▸ DIRECTIONS
Within the records below is a range that opens at the line with "Target: wheel arch" and closes at the line with "Target: black suv". Return that range word for word, both ends included, and only that range.

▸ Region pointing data
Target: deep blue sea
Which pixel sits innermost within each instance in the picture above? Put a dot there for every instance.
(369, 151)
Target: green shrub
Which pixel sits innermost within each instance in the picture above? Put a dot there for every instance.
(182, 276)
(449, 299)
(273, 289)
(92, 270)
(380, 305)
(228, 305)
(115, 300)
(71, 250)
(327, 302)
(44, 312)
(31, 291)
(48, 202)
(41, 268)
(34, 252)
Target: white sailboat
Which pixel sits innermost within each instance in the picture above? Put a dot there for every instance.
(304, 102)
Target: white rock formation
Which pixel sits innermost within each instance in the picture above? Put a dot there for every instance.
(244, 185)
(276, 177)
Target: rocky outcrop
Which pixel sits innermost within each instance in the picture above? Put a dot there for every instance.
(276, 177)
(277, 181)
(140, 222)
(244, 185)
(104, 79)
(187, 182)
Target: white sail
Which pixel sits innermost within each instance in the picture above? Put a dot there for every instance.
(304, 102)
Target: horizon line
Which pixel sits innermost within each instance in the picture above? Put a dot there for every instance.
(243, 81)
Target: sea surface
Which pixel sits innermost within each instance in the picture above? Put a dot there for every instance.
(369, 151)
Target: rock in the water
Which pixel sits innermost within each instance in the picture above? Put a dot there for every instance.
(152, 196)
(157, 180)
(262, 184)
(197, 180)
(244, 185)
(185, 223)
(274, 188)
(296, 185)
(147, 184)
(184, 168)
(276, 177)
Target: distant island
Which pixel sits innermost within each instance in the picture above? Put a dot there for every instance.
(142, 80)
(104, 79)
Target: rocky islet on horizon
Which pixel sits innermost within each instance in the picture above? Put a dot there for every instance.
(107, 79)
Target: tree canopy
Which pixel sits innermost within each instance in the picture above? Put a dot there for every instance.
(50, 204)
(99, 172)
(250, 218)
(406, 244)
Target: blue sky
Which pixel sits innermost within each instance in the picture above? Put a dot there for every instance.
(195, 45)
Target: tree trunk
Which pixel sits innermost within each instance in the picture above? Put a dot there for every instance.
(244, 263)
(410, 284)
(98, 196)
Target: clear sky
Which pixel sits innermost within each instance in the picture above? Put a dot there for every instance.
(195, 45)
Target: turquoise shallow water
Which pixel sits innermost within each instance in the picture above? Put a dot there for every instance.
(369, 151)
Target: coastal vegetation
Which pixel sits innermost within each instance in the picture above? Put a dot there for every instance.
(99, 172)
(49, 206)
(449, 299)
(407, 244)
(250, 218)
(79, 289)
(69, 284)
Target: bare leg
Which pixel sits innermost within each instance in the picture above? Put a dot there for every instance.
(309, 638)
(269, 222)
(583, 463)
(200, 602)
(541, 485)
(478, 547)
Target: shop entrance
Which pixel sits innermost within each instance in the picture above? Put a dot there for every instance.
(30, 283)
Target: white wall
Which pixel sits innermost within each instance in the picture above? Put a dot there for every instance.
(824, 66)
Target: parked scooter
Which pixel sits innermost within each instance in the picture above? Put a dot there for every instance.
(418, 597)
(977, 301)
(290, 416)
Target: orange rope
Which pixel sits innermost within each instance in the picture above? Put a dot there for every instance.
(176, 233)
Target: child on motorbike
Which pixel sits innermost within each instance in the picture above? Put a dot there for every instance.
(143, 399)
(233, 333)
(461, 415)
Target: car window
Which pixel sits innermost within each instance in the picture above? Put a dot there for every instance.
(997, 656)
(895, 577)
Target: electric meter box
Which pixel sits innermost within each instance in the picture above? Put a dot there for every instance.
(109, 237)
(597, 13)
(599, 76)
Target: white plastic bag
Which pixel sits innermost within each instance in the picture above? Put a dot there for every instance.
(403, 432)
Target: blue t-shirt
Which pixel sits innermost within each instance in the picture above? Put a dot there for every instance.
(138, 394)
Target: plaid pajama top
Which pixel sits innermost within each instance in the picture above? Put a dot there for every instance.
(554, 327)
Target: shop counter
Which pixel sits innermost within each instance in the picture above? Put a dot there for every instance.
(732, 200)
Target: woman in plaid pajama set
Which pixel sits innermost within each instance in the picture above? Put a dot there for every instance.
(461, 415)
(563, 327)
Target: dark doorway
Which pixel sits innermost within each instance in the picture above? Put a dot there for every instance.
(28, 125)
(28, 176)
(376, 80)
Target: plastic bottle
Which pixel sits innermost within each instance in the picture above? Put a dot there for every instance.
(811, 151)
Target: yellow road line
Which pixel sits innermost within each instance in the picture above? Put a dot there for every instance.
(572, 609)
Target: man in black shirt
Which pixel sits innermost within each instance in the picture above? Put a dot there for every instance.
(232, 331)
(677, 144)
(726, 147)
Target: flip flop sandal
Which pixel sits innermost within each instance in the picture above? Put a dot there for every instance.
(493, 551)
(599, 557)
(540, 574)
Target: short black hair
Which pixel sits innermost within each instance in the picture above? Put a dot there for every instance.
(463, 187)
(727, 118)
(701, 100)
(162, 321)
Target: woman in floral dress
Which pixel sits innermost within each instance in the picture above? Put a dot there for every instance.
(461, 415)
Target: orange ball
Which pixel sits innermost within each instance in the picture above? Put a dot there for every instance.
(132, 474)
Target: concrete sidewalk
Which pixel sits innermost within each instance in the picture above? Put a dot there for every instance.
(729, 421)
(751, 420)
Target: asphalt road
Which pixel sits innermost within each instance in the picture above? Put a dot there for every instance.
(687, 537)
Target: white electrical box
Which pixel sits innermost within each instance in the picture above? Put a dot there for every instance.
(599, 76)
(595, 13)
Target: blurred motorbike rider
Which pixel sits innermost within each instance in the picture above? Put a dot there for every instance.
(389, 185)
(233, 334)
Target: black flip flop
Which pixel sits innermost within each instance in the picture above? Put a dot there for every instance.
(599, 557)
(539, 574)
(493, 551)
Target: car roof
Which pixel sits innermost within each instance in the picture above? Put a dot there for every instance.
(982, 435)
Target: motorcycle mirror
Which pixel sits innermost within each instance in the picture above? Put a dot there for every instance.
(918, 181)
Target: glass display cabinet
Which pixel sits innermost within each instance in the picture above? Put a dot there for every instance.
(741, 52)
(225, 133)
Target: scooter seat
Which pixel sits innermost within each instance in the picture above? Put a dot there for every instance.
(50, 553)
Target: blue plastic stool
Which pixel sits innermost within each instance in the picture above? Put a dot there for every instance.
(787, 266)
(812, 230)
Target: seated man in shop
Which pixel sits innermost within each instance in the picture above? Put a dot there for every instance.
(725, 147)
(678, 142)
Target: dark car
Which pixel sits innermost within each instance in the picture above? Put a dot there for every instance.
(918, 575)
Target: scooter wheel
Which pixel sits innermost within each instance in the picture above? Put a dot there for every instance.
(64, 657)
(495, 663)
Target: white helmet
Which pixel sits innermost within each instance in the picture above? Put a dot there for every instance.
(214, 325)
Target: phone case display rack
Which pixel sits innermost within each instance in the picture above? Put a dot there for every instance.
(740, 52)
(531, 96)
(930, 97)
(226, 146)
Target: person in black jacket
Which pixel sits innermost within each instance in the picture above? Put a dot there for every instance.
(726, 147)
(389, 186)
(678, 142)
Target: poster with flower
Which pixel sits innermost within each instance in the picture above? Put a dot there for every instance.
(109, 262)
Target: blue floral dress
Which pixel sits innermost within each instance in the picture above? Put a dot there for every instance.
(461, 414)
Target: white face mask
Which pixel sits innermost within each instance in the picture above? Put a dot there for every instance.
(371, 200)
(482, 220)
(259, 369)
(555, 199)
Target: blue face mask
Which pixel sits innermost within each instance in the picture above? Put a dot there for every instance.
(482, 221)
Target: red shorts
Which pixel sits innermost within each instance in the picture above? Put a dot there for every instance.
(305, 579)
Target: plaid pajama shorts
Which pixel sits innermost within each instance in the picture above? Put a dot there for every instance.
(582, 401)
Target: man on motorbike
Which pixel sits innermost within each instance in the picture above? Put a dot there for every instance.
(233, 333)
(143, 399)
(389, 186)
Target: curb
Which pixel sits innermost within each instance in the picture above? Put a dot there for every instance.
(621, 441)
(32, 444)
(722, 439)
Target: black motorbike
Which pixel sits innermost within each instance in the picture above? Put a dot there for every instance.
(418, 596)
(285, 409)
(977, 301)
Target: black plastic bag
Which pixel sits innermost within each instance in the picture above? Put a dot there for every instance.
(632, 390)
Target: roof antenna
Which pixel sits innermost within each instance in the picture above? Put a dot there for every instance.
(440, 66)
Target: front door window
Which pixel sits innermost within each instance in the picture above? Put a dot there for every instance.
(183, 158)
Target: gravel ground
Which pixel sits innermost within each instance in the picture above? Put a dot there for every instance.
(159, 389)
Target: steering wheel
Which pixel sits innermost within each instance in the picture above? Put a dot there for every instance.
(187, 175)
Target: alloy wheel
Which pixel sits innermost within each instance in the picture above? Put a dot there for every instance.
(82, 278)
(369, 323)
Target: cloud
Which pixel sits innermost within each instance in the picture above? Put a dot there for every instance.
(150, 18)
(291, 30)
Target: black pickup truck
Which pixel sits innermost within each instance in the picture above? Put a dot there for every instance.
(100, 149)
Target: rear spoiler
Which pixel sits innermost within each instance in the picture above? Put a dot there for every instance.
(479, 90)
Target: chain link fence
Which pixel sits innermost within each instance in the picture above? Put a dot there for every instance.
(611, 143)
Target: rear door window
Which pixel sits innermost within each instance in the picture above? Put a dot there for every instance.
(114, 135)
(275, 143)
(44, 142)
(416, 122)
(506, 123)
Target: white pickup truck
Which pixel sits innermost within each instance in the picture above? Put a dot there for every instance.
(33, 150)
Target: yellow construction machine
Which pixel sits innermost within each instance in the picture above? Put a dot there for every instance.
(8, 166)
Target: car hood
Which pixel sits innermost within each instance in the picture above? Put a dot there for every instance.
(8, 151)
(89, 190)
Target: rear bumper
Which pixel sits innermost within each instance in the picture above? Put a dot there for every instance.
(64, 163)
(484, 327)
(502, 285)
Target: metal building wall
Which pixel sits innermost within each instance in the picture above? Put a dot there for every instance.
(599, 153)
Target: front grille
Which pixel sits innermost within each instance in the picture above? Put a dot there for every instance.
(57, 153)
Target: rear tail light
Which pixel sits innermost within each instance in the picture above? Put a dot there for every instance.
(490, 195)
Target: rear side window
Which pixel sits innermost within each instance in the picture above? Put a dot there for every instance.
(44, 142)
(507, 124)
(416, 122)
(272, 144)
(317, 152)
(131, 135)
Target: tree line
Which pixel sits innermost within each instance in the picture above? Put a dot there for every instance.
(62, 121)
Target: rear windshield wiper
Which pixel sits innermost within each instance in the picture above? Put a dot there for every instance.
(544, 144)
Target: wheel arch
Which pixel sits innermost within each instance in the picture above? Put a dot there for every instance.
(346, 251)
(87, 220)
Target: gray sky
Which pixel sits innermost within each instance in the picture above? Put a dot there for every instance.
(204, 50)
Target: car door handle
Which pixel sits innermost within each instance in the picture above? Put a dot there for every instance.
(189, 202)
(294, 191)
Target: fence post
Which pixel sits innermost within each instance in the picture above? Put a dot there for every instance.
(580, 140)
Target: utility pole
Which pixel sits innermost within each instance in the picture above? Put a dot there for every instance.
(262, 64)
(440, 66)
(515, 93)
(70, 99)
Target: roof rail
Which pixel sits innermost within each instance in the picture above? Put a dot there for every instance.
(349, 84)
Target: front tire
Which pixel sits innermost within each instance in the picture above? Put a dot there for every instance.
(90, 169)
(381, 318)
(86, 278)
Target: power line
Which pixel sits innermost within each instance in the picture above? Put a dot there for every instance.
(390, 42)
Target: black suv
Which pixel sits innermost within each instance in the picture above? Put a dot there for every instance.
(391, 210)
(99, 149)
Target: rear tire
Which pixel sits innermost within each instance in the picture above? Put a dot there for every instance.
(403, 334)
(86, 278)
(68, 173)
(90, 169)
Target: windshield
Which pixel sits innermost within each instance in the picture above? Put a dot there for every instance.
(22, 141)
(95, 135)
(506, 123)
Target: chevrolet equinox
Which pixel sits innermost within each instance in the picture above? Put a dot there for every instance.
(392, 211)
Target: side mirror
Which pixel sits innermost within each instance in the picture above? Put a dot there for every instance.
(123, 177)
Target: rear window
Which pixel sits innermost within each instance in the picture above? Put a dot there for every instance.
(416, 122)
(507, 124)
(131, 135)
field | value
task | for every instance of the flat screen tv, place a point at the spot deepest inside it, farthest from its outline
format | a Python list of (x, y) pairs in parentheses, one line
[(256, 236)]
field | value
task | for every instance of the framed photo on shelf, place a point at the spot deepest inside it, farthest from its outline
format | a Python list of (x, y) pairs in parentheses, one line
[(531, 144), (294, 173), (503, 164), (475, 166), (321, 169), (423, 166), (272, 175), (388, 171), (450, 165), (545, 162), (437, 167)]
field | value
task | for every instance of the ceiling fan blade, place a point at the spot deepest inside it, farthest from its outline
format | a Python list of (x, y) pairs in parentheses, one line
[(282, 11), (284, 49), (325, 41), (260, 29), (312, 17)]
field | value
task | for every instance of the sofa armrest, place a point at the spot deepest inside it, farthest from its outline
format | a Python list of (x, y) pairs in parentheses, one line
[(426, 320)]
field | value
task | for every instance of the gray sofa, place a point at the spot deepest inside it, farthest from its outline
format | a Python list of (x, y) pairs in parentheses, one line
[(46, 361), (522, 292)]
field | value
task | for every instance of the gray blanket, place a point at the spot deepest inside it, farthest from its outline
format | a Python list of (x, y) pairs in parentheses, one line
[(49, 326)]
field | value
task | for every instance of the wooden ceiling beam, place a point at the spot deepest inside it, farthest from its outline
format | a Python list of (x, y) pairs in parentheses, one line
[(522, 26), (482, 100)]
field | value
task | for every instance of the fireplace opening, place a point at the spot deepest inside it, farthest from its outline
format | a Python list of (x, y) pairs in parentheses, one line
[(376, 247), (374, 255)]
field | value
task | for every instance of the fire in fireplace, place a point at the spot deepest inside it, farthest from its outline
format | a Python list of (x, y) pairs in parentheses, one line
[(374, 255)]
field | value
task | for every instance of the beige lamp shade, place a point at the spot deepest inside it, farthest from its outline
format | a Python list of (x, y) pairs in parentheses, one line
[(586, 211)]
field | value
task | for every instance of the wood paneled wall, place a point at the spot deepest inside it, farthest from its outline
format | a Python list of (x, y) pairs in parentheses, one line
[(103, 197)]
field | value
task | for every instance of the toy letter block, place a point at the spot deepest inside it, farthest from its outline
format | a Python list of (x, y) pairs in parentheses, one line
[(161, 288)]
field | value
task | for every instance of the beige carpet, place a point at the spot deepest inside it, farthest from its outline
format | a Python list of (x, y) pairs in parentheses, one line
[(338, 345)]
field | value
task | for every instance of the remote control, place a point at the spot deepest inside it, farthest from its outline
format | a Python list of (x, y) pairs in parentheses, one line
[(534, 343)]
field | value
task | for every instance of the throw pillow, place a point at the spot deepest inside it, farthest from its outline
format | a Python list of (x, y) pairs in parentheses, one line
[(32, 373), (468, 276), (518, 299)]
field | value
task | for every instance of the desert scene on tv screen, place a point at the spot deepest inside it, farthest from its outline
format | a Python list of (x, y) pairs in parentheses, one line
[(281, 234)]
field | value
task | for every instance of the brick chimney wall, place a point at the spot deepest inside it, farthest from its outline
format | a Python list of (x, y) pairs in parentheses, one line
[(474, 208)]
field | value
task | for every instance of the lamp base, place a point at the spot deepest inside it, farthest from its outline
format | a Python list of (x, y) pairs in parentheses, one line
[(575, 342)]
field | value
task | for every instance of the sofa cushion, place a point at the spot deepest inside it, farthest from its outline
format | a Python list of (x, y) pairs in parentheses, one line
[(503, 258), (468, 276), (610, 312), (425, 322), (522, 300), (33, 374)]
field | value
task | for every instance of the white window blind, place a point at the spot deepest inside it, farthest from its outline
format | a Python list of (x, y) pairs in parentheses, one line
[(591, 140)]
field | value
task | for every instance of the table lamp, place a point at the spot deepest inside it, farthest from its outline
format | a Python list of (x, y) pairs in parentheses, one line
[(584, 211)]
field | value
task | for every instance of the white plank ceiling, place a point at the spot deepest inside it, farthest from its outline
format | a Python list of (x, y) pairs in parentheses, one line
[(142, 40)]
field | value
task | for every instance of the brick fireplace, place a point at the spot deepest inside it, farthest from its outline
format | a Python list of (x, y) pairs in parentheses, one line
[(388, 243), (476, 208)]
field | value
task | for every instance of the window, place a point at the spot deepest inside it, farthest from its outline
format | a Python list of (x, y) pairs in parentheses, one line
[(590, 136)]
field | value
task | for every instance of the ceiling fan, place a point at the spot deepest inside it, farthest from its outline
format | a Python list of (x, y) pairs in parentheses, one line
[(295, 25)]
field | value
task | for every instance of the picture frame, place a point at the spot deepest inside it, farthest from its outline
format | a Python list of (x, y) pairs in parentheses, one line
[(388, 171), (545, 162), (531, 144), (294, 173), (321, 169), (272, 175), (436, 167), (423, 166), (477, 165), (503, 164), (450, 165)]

▸ YOUR RESPONSE
Target: wheel arch
Which pixel sits innermost within each instance in the picture above? Put a dot there for every instance.
(346, 251)
(87, 220)
Target: gray sky
Which pixel sits innermost within each instance in the picture above? Put a dot there for every instance.
(204, 50)
Target: car door handle
Which pixel sits innermost within each instance in the picture above? Put a dot there for every instance.
(189, 202)
(294, 191)
Target: fence post
Which pixel sits innermost within each instance in the picture above? Put a dot there for every instance.
(580, 140)
Target: utility pole
Which pixel sits innermost within each instance in the picture above? Put a dot there for every instance.
(262, 64)
(440, 66)
(515, 93)
(70, 99)
Target: roof rail
Which pixel sits innermost within each instance in the picture above? Put a dot there for every instance.
(349, 84)
Target: front tire
Which pixel sits innermost within each instance in the picture above? Put a dot there for every instance.
(90, 169)
(381, 318)
(86, 278)
Target: power line
Which pixel sits innermost within each instance in the picture above? Put a dot there for every instance.
(390, 42)
Target: black suv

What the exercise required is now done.